Records from a collection:
::::::
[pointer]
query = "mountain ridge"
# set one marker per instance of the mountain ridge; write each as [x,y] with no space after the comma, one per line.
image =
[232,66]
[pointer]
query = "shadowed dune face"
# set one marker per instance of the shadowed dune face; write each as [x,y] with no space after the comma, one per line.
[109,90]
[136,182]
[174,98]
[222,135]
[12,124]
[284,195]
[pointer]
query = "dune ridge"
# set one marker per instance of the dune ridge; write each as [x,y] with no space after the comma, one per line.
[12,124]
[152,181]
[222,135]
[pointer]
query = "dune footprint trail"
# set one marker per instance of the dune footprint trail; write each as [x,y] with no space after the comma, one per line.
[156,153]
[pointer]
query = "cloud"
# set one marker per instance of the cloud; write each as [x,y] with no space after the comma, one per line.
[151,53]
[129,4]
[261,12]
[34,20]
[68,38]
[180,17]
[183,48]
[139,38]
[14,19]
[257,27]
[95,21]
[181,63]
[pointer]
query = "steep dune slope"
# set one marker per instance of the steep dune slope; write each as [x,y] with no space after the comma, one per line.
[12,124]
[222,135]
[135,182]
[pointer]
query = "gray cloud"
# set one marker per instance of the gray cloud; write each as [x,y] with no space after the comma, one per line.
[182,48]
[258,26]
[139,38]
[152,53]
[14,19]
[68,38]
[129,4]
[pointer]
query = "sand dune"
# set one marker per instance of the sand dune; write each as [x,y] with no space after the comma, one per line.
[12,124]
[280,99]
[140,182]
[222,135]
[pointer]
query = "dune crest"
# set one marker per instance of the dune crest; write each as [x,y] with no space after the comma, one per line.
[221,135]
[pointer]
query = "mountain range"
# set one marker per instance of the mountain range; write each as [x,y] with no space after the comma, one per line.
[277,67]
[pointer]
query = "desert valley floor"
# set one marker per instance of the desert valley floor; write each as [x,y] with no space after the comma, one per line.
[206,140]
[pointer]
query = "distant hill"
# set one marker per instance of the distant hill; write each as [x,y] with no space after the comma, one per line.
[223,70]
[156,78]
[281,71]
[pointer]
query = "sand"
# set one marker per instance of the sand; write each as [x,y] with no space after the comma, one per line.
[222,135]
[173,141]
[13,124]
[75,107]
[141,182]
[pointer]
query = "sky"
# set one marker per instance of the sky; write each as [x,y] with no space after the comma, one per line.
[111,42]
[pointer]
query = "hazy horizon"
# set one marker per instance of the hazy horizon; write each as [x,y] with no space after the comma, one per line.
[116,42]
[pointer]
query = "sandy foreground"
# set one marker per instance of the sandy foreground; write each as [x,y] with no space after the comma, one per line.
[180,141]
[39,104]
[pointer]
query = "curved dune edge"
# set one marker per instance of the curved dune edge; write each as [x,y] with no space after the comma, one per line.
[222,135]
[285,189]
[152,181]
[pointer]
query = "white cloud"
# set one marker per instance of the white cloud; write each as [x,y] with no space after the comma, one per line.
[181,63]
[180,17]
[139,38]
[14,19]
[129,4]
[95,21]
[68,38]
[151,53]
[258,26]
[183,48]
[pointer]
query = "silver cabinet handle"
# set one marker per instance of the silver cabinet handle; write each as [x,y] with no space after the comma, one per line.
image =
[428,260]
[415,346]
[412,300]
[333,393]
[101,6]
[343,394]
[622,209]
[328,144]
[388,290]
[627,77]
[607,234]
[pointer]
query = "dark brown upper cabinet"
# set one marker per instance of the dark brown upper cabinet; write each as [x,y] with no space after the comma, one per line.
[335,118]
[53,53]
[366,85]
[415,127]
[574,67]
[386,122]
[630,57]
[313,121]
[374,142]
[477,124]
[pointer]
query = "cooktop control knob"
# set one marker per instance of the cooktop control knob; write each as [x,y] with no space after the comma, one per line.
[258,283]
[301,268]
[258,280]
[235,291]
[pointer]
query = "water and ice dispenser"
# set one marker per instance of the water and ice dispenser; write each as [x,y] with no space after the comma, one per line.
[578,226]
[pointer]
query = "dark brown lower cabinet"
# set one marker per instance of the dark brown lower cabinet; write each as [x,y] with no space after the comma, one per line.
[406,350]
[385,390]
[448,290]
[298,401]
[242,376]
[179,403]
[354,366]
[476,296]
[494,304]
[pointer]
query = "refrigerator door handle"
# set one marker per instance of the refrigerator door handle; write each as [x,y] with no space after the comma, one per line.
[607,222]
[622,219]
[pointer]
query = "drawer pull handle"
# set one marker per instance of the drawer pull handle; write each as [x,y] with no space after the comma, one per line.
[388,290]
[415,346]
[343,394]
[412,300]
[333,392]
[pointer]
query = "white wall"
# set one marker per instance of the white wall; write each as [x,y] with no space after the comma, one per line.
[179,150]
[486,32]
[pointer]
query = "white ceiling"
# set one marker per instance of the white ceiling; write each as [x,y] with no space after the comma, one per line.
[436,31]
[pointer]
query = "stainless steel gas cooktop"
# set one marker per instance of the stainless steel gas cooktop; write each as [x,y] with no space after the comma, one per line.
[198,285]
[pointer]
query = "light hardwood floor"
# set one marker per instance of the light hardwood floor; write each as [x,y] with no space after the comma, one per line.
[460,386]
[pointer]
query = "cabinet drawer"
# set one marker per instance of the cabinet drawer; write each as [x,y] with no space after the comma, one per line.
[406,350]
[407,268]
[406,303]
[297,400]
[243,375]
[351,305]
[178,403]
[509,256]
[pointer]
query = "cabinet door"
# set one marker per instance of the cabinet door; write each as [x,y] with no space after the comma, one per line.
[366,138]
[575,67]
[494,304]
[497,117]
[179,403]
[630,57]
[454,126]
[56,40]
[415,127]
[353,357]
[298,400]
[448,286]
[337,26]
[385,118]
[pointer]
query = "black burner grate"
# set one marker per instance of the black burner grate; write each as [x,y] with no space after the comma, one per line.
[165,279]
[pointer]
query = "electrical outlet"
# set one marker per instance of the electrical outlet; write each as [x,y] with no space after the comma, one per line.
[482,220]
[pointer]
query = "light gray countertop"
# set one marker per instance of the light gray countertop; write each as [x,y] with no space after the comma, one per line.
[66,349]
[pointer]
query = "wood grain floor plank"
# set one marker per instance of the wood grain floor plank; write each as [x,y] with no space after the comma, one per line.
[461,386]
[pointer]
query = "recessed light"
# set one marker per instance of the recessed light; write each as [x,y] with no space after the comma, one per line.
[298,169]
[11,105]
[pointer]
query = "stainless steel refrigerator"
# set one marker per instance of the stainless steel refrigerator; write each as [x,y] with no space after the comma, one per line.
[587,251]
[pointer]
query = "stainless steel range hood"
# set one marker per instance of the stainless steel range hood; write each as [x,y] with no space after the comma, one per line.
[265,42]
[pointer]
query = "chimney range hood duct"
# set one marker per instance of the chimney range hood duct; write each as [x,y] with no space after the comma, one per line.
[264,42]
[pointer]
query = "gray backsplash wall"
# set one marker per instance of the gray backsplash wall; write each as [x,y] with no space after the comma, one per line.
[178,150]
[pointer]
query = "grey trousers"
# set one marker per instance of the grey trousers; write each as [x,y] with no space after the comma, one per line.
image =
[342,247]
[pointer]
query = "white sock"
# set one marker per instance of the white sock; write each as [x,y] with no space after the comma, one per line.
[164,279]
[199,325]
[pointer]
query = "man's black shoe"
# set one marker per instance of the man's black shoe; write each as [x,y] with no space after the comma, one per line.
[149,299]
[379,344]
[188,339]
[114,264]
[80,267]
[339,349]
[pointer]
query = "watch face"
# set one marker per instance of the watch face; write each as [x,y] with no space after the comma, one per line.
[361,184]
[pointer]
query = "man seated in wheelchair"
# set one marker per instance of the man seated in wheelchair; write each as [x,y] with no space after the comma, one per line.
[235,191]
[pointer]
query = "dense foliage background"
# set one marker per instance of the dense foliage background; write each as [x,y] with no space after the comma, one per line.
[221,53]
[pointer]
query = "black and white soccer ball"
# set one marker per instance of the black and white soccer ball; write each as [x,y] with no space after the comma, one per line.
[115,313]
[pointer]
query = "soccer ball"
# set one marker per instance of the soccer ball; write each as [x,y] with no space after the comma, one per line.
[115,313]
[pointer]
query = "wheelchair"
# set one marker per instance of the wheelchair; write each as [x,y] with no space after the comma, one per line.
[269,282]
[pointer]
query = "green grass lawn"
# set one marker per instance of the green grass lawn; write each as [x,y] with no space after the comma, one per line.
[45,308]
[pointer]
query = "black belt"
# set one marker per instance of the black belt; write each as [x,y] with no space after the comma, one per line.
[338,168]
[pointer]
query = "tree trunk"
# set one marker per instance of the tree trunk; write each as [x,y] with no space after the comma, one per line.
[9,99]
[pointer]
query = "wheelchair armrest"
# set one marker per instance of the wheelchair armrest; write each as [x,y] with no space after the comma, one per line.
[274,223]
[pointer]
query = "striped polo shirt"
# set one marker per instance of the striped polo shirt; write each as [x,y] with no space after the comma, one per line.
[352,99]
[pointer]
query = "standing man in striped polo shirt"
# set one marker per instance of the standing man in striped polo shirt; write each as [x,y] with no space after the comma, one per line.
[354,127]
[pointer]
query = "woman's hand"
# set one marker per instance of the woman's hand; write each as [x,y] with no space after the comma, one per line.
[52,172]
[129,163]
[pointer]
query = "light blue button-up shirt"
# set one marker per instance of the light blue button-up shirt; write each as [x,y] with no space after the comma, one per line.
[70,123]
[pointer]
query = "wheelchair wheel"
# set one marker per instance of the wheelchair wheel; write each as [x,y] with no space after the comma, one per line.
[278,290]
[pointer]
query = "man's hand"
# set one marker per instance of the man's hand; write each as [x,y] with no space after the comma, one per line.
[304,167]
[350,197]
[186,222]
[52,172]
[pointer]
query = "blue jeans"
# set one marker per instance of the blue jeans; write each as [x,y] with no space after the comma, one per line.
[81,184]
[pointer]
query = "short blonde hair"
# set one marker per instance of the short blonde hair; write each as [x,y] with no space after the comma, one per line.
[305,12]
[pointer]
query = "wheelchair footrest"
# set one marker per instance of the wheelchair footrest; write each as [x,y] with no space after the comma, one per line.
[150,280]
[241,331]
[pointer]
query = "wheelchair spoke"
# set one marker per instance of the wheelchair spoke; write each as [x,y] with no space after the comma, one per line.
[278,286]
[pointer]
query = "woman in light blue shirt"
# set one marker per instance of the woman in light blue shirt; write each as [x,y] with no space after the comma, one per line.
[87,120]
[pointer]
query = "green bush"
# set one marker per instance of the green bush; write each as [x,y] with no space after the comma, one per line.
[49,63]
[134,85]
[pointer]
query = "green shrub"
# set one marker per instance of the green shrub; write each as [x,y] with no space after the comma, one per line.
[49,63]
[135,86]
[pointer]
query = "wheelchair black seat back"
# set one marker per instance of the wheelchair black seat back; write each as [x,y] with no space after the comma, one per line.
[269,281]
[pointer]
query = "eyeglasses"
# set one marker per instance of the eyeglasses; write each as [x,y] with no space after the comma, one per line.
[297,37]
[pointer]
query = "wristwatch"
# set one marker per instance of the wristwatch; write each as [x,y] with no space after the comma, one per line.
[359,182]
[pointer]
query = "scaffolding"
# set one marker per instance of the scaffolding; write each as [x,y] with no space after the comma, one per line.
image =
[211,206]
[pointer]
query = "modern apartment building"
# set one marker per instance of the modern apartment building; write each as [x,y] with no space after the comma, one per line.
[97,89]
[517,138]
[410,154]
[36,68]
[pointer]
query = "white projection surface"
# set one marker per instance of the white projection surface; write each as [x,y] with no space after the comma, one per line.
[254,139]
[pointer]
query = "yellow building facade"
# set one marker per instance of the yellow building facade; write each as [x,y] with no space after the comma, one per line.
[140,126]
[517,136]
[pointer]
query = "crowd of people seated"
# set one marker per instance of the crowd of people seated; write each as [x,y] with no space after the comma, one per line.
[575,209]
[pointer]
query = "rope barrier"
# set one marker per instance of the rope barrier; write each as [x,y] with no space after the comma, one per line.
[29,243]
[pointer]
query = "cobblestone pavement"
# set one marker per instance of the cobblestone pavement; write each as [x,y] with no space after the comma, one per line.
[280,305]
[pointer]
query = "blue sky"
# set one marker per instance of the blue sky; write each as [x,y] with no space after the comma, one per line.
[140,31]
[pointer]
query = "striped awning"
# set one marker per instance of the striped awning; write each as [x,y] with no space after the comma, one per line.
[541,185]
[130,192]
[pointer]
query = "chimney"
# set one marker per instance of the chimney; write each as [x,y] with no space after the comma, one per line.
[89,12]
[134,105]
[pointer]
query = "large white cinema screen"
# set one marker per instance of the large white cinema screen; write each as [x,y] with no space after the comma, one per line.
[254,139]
::::::
GIVEN EXERCISE:
Gather every line of the entries above that contains the string "scaffolding" and copy each one in full. Case counts.

EXERCISE SOLUTION:
query = "scaffolding"
# set one marker per instance of the scaffolding; write each as [x,y] with no space after the comma, one per line.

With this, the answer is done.